Start DATA ROWS

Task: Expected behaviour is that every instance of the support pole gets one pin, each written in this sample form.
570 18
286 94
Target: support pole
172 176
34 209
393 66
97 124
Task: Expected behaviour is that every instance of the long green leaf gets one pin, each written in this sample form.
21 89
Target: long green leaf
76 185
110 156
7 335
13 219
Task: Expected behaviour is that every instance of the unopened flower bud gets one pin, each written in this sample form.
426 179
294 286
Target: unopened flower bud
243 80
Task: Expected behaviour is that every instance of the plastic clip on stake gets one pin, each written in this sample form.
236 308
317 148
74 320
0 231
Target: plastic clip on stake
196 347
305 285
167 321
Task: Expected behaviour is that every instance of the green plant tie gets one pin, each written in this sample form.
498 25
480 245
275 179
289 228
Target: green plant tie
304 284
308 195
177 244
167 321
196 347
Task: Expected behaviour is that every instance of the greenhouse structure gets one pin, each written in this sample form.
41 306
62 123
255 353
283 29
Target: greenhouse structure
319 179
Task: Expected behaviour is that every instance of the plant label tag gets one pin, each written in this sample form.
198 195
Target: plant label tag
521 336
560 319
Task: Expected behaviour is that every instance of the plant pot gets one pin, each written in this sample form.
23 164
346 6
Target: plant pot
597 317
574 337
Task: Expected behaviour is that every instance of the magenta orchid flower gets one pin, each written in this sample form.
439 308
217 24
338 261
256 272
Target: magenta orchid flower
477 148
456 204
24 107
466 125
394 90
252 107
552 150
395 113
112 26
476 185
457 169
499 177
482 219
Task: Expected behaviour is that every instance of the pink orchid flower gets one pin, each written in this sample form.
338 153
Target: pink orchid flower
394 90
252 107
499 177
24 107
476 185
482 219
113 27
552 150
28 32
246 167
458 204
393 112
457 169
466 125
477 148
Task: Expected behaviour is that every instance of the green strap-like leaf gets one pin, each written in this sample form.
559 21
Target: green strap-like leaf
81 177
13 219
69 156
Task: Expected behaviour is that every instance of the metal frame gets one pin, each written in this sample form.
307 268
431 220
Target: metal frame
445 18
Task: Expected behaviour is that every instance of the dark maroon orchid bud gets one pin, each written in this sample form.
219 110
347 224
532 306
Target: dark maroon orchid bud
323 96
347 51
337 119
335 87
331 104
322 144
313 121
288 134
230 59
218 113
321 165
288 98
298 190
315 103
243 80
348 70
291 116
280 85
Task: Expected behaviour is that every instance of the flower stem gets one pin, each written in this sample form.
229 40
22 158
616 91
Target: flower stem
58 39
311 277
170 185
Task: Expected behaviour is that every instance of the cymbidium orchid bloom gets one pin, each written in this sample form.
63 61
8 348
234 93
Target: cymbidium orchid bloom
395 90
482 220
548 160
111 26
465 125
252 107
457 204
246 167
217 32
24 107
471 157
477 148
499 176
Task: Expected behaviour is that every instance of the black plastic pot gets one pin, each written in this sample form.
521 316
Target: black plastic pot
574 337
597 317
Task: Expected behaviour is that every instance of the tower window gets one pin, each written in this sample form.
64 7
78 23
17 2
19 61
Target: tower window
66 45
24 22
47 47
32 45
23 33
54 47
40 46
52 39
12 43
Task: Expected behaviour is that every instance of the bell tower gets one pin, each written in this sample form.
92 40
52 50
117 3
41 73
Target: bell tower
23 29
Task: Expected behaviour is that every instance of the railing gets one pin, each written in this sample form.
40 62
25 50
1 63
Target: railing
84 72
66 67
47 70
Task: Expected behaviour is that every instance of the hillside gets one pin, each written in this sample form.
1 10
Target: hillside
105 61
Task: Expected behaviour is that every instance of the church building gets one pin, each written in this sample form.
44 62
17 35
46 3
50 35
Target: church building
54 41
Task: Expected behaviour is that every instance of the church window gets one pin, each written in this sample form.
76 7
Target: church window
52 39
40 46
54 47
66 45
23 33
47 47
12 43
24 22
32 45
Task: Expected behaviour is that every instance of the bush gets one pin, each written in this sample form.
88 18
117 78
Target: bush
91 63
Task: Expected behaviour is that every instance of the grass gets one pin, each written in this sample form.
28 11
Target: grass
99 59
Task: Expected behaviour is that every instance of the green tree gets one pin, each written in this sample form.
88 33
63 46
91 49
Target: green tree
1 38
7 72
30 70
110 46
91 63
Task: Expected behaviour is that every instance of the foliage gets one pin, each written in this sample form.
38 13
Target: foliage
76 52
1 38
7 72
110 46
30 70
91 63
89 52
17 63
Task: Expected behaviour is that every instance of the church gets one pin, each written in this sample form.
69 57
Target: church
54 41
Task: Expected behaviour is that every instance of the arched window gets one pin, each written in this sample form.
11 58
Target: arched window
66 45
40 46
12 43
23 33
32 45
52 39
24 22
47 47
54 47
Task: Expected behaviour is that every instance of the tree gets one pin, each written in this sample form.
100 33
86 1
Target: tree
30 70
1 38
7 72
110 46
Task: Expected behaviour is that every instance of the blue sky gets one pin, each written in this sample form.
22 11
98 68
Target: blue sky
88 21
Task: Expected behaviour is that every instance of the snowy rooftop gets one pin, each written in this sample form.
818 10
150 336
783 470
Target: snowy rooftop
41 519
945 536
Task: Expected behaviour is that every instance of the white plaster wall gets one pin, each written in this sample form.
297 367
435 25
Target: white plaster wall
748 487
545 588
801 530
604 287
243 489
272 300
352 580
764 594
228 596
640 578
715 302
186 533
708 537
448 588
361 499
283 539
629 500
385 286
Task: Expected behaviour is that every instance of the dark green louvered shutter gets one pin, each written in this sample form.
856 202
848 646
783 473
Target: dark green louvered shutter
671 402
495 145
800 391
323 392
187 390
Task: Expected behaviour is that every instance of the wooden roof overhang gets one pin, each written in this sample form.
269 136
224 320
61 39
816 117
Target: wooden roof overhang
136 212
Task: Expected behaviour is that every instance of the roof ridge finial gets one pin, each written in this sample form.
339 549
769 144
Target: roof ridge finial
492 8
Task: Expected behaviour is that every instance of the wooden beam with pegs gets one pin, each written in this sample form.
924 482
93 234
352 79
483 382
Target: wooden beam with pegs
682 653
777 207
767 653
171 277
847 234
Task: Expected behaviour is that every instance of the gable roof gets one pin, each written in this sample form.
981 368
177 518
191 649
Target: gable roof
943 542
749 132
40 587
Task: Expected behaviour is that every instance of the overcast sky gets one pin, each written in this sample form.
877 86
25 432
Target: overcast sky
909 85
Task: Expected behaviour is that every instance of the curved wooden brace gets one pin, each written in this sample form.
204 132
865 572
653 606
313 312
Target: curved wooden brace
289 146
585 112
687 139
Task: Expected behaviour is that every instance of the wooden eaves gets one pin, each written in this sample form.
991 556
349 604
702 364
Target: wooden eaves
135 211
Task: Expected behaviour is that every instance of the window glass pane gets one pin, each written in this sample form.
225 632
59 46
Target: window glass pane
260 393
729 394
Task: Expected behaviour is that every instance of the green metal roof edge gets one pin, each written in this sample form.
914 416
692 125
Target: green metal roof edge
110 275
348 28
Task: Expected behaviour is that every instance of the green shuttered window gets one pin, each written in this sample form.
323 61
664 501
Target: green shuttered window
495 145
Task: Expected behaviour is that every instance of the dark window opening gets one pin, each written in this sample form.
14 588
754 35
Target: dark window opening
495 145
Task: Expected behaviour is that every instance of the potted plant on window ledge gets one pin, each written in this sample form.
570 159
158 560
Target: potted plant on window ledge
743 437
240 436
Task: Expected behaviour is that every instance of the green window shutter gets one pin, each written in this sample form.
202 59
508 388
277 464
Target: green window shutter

End DATA ROWS

INSTRUCTIONS TO FOLLOW: Recast the dataset rows above as a numbered list, leaving out any blank lines.

CORRECT RESULT:
1. Task: Expected behaviour is that every instance of the support pole gets one pin, each written in this sample form.
2. 570 18
3. 286 94
4. Target: support pole
5. 172 176
6. 34 209
7. 393 66
8. 97 124
9. Task: Expected behaviour is that every instance of the long green leaf gets one pin, each written in this sample form.
10. 21 89
11. Target: long green leaf
12. 76 185
13. 110 156
14. 7 335
15. 13 219
16. Task: Expected behaviour is that every instance of the unopened flower bud gets one pin, each written in this sample form.
17. 426 179
18. 294 286
19. Target: unopened flower bud
20. 243 80
21. Task: Expected behaviour is that every instance of the plastic clip on stake gets one pin, each written in this sample form.
22. 236 308
23. 317 148
24. 74 320
25. 0 231
26. Target: plastic clip on stake
27. 196 347
28. 305 285
29. 167 321
30. Task: Expected behaviour is that every instance of the green plant tie gets one pin, each written in this sample form.
31. 498 25
32. 480 245
33. 275 179
34. 289 228
35. Target: green plant tie
36. 304 284
37. 308 195
38. 177 244
39. 167 321
40. 196 347
41. Task: Expected behaviour is that every instance of the greenhouse structure gets one pin, each written in this sample form.
42. 41 306
43. 62 123
44. 255 353
45. 283 29
46. Target: greenhouse structure
47. 319 179
48. Task: Expected behaviour is that every instance of the plant label tag gets one pin, each written in this sample form.
49. 198 195
50. Target: plant label tag
51. 521 336
52. 560 319
53. Task: Expected behaviour is that every instance of the plant pot gets one pin, each written in this sample form.
54. 23 164
55. 346 6
56. Target: plant pot
57. 597 317
58. 574 337
59. Task: Expected behaviour is that every instance of the magenta orchid flower gets one pin, each written in this sample form.
60. 439 308
61. 217 24
62. 338 261
63. 256 272
64. Target: magenta orchid flower
65. 477 148
66. 456 204
67. 24 107
68. 466 125
69. 394 90
70. 252 107
71. 552 150
72. 395 113
73. 112 26
74. 476 185
75. 457 169
76. 499 177
77. 482 219
78. Task: Expected behaviour is that every instance of the pink orchid flower gets one pin, each written in this sample form.
79. 338 153
80. Target: pink orchid flower
81. 394 90
82. 252 107
83. 499 177
84. 24 107
85. 476 185
86. 482 219
87. 113 27
88. 552 150
89. 28 32
90. 246 167
91. 458 204
92. 393 112
93. 457 169
94. 466 125
95. 477 148
96. Task: Expected behaviour is that every instance of the green strap-like leaf gets one pin, each written in this sample form.
97. 559 21
98. Target: green strap-like leaf
99. 81 177
100. 13 219
101. 69 156
102. Task: Expected behaviour is that every instance of the metal frame gets one pin, each written in this sample form.
103. 307 268
104. 431 220
105. Target: metal frame
106. 445 18
107. Task: Expected behaviour is that every instance of the dark maroon orchid bud gets one pin, each written in this sample form.
108. 219 110
109. 347 224
110. 532 306
111. Target: dark maroon orchid bud
112. 323 96
113. 347 51
114. 337 119
115. 335 87
116. 331 104
117. 322 144
118. 313 121
119. 288 134
120. 230 59
121. 218 113
122. 321 165
123. 288 98
124. 298 190
125. 315 103
126. 243 80
127. 348 70
128. 291 116
129. 280 85
130. Task: Expected behaviour is that every instance of the flower stem gets one pin, each written in this sample form.
131. 229 40
132. 22 158
133. 616 91
134. Target: flower stem
135. 58 39
136. 311 277
137. 170 185
138. Task: Expected behaviour is that every instance of the cymbidium orchid bloom gets one pin, each written in this sample form.
139. 63 61
140. 8 348
141. 234 93
142. Target: cymbidium orchid bloom
143. 395 90
144. 482 220
145. 548 160
146. 111 26
147. 465 125
148. 252 107
149. 457 204
150. 246 167
151. 217 32
152. 24 107
153. 471 157
154. 477 148
155. 499 176
156. Task: Expected behaviour is that every instance of the black plastic pot gets one pin, each written in this sample form.
157. 521 316
158. Target: black plastic pot
159. 574 337
160. 597 317
161. Task: Expected behaviour is that every instance of the tower window gets one pin, each written in this sample form.
162. 64 7
163. 78 23
164. 17 2
165. 19 61
166. Target: tower window
167. 66 45
168. 24 22
169. 47 47
170. 32 45
171. 23 33
172. 54 47
173. 40 46
174. 52 39
175. 12 43
176. Task: Expected behaviour is that every instance of the bell tower gets one pin, each written in this sample form.
177. 92 40
178. 52 50
179. 117 3
180. 41 73
181. Target: bell tower
182. 23 29
183. Task: Expected behaviour is that every instance of the railing gets one pin, each written in this sample form.
184. 40 62
185. 25 50
186. 1 63
187. Target: railing
188. 84 72
189. 66 67
190. 47 70
191. Task: Expected behaviour is that every instance of the hillside gets one pin, each written in this sample form.
192. 1 10
193. Target: hillside
194. 105 61
195. Task: Expected behaviour is that every instance of the church building gets one pin, each written in this sample form.
196. 44 62
197. 17 35
198. 46 3
199. 50 35
200. Target: church building
201. 54 41
202. Task: Expected behaviour is that every instance of the church window gets one pin, each written in this sample form.
203. 76 7
204. Target: church window
205. 52 39
206. 40 46
207. 54 47
208. 66 45
209. 23 33
210. 47 47
211. 12 43
212. 24 22
213. 32 45
214. Task: Expected behaviour is that every instance of the bush gets one pin, each written in this sample form.
215. 88 18
216. 117 78
217. Target: bush
218. 91 63
219. Task: Expected behaviour is that every instance of the grass gets one pin, each written in this sample form.
220. 28 11
221. Target: grass
222. 99 59
223. Task: Expected behaviour is that every instance of the green tree gets one pin, each written in this sample form.
224. 88 33
225. 63 46
226. 91 49
227. Target: green tree
228. 1 38
229. 7 72
230. 30 70
231. 110 46
232. 91 63
233. Task: Expected behaviour is that every instance of the foliage gets one pin, each written in this sample form.
234. 38 13
235. Target: foliage
236. 76 52
237. 1 38
238. 7 72
239. 110 46
240. 30 70
241. 91 63
242. 89 52
243. 17 63
244. Task: Expected behaviour is that every instance of the church gets one pin, each written in this sample form.
245. 69 57
246. Target: church
247. 54 41
248. Task: Expected behaviour is that every instance of the arched window gets one pin, each written in this sample form.
249. 11 58
250. Target: arched window
251. 66 45
252. 40 46
253. 12 43
254. 23 33
255. 32 45
256. 52 39
257. 24 22
258. 47 47
259. 54 47
260. Task: Expected behaviour is that every instance of the tree gets one pin, each written in this sample form.
261. 100 33
262. 86 1
263. Target: tree
264. 30 70
265. 1 38
266. 7 72
267. 110 46
268. Task: Expected behaviour is that every instance of the blue sky gets one pin, each written in this sample form.
269. 22 11
270. 98 68
271. Target: blue sky
272. 88 21
273. Task: Expected behaviour is that every instance of the snowy rooftop gets one pin, each written in this sample form.
274. 818 10
275. 150 336
276. 783 470
277. Target: snowy rooftop
278. 41 519
279. 945 536
280. Task: Expected behaviour is that every instance of the white plaster wall gets one pin, each written in this sample form.
281. 297 367
282. 435 25
283. Target: white plaster wall
284. 748 487
285. 545 588
286. 801 530
287. 604 287
288. 243 489
289. 272 300
290. 352 580
291. 764 594
292. 228 596
293. 640 578
294. 715 302
295. 186 533
296. 708 537
297. 448 588
298. 361 499
299. 283 539
300. 629 500
301. 385 286
302. Task: Expected behaviour is that every instance of the dark green louvered shutter gets one pin, each written in this sample form.
303. 856 202
304. 848 646
305. 783 473
306. Target: dark green louvered shutter
307. 671 402
308. 495 145
309. 800 391
310. 323 392
311. 187 390
312. Task: Expected behaviour is that every instance of the wooden roof overhang gets one pin, each written in this sample form.
313. 269 136
314. 224 320
315. 61 39
316. 816 117
317. Target: wooden roof overhang
318. 136 212
319. Task: Expected behaviour is that every instance of the roof ridge finial gets one pin, each written in this sample form.
320. 339 549
321. 769 144
322. Target: roof ridge finial
323. 492 8
324. Task: Expected behaviour is that every instance of the wooden beam with pegs gets one pin, each written in this sample form.
325. 924 482
326. 93 234
327. 352 79
328. 483 382
329. Target: wooden beam with pegs
330. 682 653
331. 777 207
332. 767 653
333. 171 277
334. 847 234
335. Task: Expected behaviour is that every instance of the gable roof gets one pin, each written in this sample form.
336. 981 368
337. 177 518
338. 191 649
339. Target: gable roof
340. 943 542
341. 749 132
342. 40 587
343. Task: Expected behaviour is that every instance of the overcast sky gets one pin, each written in this sample form.
344. 877 86
345. 25 432
346. Target: overcast sky
347. 909 85
348. Task: Expected behaviour is that every instance of the curved wooden brace gets one pin, each written in this sample form.
349. 204 132
350. 865 572
351. 653 606
352. 313 312
353. Target: curved wooden brace
354. 289 146
355. 585 112
356. 687 139
357. Task: Expected behaviour is that every instance of the wooden eaves gets one pin, each written in this sample form.
358. 991 556
359. 349 604
360. 702 364
361. Target: wooden eaves
362. 135 211
363. Task: Expected behaviour is that every instance of the window glass pane gets one pin, each written in this sample form.
364. 225 632
365. 59 46
366. Target: window glass pane
367. 260 393
368. 729 394
369. Task: Expected behaviour is that every instance of the green metal roof edge gets one pin, each written in this sample form.
370. 914 416
371. 692 125
372. Target: green metal roof edge
373. 110 275
374. 348 28
375. Task: Expected behaviour is that every instance of the green shuttered window gets one pin, each written in this sample form.
376. 323 61
377. 664 501
378. Target: green shuttered window
379. 495 145
380. Task: Expected behaviour is that every instance of the dark window opening gets one pin, each written in this sample form.
381. 14 588
382. 754 35
383. Target: dark window opening
384. 495 145
385. Task: Expected behaviour is that every instance of the potted plant on window ledge gets one pin, each written in this sample form.
386. 570 159
387. 158 560
388. Target: potted plant on window ledge
389. 743 437
390. 240 436
391. Task: Expected behaviour is that every instance of the green window shutter gets one pin, each written in this sample form.
392. 202 59
393. 508 388
394. 277 464
395. Target: green window shutter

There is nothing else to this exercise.